• **What this task involves**: Identify every line in the entries below that includes the word "green", and reproduce each such line in full.

• **Stored records**:
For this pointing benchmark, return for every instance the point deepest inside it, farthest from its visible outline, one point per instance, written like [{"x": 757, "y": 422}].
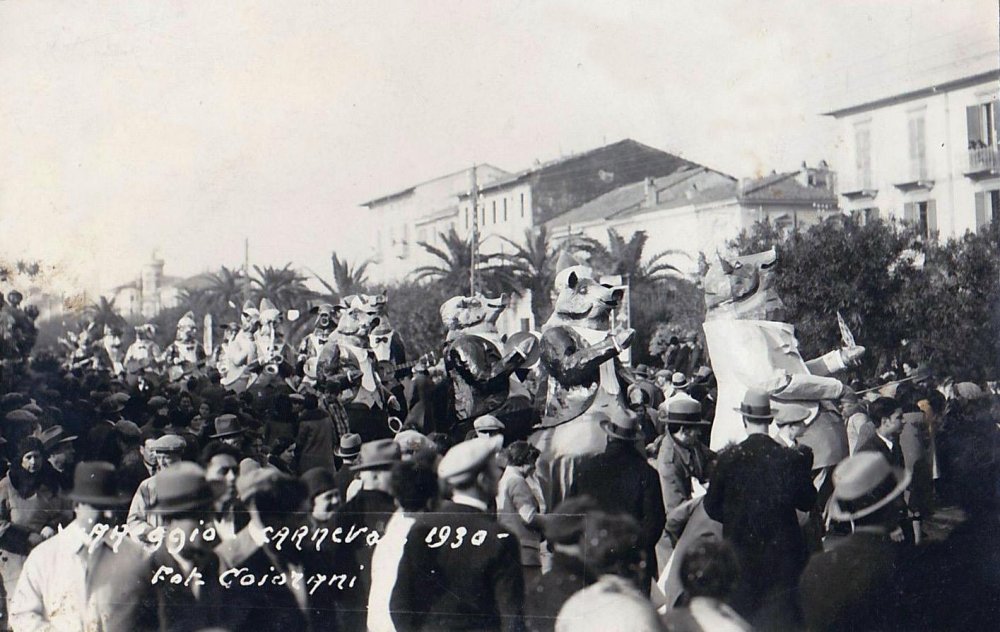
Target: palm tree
[
  {"x": 455, "y": 262},
  {"x": 533, "y": 266},
  {"x": 625, "y": 257},
  {"x": 103, "y": 313},
  {"x": 223, "y": 294},
  {"x": 284, "y": 287}
]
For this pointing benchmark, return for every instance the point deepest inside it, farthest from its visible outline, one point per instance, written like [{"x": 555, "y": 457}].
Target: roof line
[{"x": 915, "y": 94}]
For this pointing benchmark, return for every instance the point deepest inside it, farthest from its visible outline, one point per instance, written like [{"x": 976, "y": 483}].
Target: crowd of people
[{"x": 190, "y": 504}]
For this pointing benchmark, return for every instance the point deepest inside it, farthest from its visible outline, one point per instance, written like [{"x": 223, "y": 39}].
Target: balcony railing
[{"x": 984, "y": 159}]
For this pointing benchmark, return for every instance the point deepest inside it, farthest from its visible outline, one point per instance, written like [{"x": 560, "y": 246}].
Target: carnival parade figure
[
  {"x": 143, "y": 354},
  {"x": 585, "y": 383},
  {"x": 347, "y": 369},
  {"x": 272, "y": 352},
  {"x": 108, "y": 355},
  {"x": 239, "y": 353},
  {"x": 310, "y": 347}
]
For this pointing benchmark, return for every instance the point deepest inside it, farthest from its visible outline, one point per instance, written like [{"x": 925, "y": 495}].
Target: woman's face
[{"x": 31, "y": 462}]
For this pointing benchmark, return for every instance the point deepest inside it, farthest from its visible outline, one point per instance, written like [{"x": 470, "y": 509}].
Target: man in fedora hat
[
  {"x": 460, "y": 568},
  {"x": 367, "y": 512},
  {"x": 347, "y": 452},
  {"x": 682, "y": 456},
  {"x": 185, "y": 501},
  {"x": 168, "y": 451},
  {"x": 634, "y": 489},
  {"x": 274, "y": 501},
  {"x": 84, "y": 578},
  {"x": 855, "y": 585},
  {"x": 756, "y": 489}
]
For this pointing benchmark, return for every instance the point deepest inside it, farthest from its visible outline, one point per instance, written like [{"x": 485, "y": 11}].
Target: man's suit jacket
[
  {"x": 874, "y": 443},
  {"x": 264, "y": 608},
  {"x": 472, "y": 581},
  {"x": 622, "y": 481}
]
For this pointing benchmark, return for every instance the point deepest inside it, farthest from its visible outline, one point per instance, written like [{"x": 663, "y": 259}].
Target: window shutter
[
  {"x": 980, "y": 210},
  {"x": 996, "y": 123},
  {"x": 973, "y": 123}
]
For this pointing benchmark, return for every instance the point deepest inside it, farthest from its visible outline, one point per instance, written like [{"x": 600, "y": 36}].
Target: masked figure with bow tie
[
  {"x": 185, "y": 356},
  {"x": 240, "y": 353},
  {"x": 347, "y": 369}
]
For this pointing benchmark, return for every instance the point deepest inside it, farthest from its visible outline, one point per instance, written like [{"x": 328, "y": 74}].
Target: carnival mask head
[
  {"x": 462, "y": 313},
  {"x": 249, "y": 317}
]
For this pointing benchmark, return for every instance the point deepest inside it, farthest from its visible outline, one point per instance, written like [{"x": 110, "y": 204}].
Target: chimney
[{"x": 650, "y": 192}]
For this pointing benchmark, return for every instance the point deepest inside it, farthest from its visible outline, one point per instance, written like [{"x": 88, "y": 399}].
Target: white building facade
[{"x": 923, "y": 147}]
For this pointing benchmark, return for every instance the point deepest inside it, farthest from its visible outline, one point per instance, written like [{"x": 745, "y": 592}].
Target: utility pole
[{"x": 474, "y": 241}]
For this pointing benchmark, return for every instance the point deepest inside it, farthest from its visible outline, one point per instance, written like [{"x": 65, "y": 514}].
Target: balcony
[{"x": 984, "y": 162}]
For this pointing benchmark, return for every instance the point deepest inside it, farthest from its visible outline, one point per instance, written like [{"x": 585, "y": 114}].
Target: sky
[{"x": 185, "y": 127}]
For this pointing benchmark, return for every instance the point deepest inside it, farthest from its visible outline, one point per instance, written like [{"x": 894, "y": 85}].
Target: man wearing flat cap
[
  {"x": 460, "y": 569},
  {"x": 756, "y": 489},
  {"x": 633, "y": 488},
  {"x": 367, "y": 512},
  {"x": 184, "y": 503}
]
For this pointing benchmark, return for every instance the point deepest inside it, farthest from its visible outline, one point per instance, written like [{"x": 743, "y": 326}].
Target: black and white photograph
[{"x": 524, "y": 316}]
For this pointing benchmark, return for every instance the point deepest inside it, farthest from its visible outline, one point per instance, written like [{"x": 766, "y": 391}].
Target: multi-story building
[
  {"x": 699, "y": 210},
  {"x": 919, "y": 138},
  {"x": 508, "y": 206}
]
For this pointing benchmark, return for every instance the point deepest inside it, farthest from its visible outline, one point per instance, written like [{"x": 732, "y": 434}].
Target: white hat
[{"x": 468, "y": 457}]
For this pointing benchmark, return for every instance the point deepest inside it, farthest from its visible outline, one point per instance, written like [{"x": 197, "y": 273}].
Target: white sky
[{"x": 186, "y": 126}]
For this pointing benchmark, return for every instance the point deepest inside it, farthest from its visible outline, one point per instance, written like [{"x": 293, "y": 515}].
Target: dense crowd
[{"x": 137, "y": 500}]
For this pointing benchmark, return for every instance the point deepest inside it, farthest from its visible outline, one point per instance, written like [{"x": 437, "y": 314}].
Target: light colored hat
[
  {"x": 181, "y": 488},
  {"x": 168, "y": 444},
  {"x": 378, "y": 455},
  {"x": 863, "y": 484},
  {"x": 968, "y": 390},
  {"x": 488, "y": 423},
  {"x": 685, "y": 411},
  {"x": 467, "y": 458}
]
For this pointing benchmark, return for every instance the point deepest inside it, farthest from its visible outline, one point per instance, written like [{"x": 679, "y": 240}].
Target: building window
[
  {"x": 918, "y": 147},
  {"x": 863, "y": 156},
  {"x": 922, "y": 215},
  {"x": 982, "y": 122},
  {"x": 987, "y": 208}
]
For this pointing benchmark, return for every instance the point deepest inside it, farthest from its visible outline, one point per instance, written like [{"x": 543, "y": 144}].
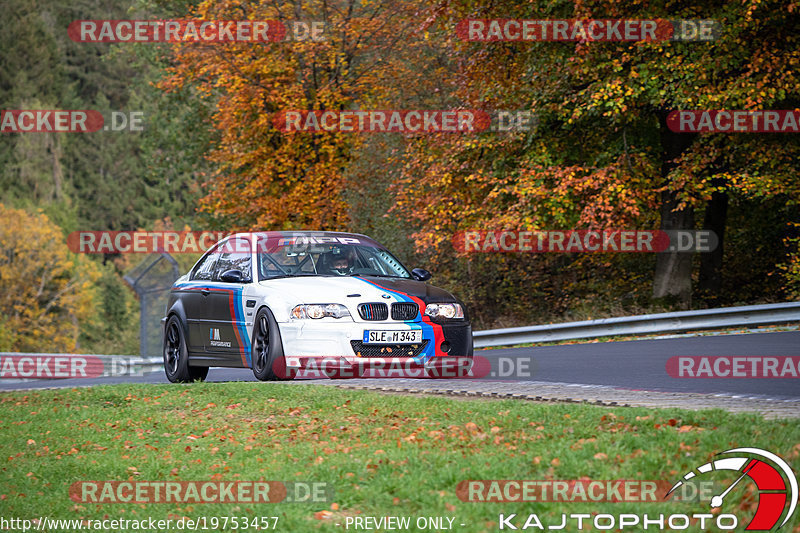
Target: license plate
[{"x": 408, "y": 336}]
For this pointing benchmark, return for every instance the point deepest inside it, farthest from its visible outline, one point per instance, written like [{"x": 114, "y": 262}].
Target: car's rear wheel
[
  {"x": 269, "y": 363},
  {"x": 176, "y": 355}
]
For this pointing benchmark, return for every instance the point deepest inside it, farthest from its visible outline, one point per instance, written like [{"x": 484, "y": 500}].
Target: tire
[
  {"x": 268, "y": 361},
  {"x": 176, "y": 355}
]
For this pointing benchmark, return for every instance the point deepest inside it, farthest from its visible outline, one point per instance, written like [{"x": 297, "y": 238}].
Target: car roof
[{"x": 278, "y": 235}]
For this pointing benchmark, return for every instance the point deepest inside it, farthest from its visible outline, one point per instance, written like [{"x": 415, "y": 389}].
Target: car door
[{"x": 227, "y": 337}]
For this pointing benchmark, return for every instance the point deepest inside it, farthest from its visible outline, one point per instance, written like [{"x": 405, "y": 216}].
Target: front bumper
[{"x": 304, "y": 339}]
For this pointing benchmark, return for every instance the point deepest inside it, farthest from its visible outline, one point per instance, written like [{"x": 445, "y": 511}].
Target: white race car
[{"x": 278, "y": 302}]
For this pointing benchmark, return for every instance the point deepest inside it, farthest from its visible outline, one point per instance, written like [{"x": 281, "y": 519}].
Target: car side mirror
[
  {"x": 232, "y": 276},
  {"x": 420, "y": 274}
]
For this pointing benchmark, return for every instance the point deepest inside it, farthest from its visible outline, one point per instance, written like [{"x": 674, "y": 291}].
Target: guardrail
[{"x": 751, "y": 315}]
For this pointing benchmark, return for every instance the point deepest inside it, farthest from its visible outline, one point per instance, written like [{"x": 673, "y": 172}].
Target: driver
[{"x": 342, "y": 263}]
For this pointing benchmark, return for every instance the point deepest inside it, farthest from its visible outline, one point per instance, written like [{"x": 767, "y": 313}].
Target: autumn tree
[
  {"x": 603, "y": 155},
  {"x": 45, "y": 290},
  {"x": 265, "y": 178}
]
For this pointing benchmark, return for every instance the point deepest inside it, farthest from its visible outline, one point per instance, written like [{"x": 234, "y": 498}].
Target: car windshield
[{"x": 334, "y": 259}]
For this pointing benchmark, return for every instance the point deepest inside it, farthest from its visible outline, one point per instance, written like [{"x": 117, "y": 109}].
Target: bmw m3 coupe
[{"x": 276, "y": 302}]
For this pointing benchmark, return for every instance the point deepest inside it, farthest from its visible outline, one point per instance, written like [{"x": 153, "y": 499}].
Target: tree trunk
[{"x": 673, "y": 275}]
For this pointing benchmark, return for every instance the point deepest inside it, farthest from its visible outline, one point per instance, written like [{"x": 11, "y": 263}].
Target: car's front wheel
[
  {"x": 269, "y": 363},
  {"x": 176, "y": 355}
]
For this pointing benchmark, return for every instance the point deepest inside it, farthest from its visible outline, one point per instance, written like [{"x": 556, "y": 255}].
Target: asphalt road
[{"x": 637, "y": 365}]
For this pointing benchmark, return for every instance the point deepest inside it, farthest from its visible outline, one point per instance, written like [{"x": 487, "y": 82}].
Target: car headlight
[
  {"x": 444, "y": 311},
  {"x": 315, "y": 311}
]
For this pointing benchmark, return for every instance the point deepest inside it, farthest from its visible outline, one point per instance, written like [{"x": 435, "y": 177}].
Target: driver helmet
[{"x": 342, "y": 262}]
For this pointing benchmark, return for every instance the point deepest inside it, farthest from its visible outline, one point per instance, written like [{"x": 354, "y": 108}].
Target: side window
[
  {"x": 205, "y": 268},
  {"x": 235, "y": 255}
]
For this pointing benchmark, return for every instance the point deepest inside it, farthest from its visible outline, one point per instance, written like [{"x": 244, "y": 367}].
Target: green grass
[{"x": 384, "y": 454}]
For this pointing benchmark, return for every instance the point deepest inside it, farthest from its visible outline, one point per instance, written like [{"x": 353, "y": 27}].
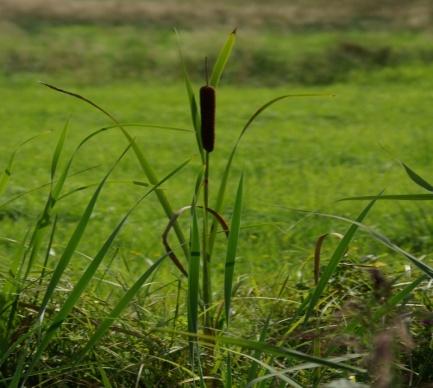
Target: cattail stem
[
  {"x": 207, "y": 111},
  {"x": 207, "y": 281}
]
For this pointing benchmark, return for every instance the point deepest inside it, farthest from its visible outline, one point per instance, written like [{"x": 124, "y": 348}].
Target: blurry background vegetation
[
  {"x": 302, "y": 42},
  {"x": 375, "y": 56}
]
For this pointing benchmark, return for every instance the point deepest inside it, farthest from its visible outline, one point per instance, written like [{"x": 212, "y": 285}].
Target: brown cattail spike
[{"x": 207, "y": 110}]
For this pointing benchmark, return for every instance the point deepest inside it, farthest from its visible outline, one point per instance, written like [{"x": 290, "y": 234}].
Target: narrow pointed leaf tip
[
  {"x": 207, "y": 110},
  {"x": 222, "y": 59}
]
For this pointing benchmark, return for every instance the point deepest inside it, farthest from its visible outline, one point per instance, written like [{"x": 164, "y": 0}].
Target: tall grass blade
[
  {"x": 144, "y": 164},
  {"x": 58, "y": 150},
  {"x": 224, "y": 179},
  {"x": 222, "y": 59},
  {"x": 7, "y": 172},
  {"x": 383, "y": 240},
  {"x": 335, "y": 260},
  {"x": 418, "y": 179},
  {"x": 118, "y": 309},
  {"x": 232, "y": 250},
  {"x": 74, "y": 240}
]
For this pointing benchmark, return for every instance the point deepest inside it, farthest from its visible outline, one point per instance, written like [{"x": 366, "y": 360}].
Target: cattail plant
[{"x": 207, "y": 110}]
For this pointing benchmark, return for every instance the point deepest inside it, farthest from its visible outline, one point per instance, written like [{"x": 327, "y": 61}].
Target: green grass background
[{"x": 302, "y": 153}]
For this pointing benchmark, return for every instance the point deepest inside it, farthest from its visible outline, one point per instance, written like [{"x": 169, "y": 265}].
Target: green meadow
[{"x": 361, "y": 108}]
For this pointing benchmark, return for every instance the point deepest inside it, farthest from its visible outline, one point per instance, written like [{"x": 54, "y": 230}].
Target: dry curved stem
[{"x": 173, "y": 221}]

• **Result of this task**:
Target: green grass
Target: green grass background
Target: green meadow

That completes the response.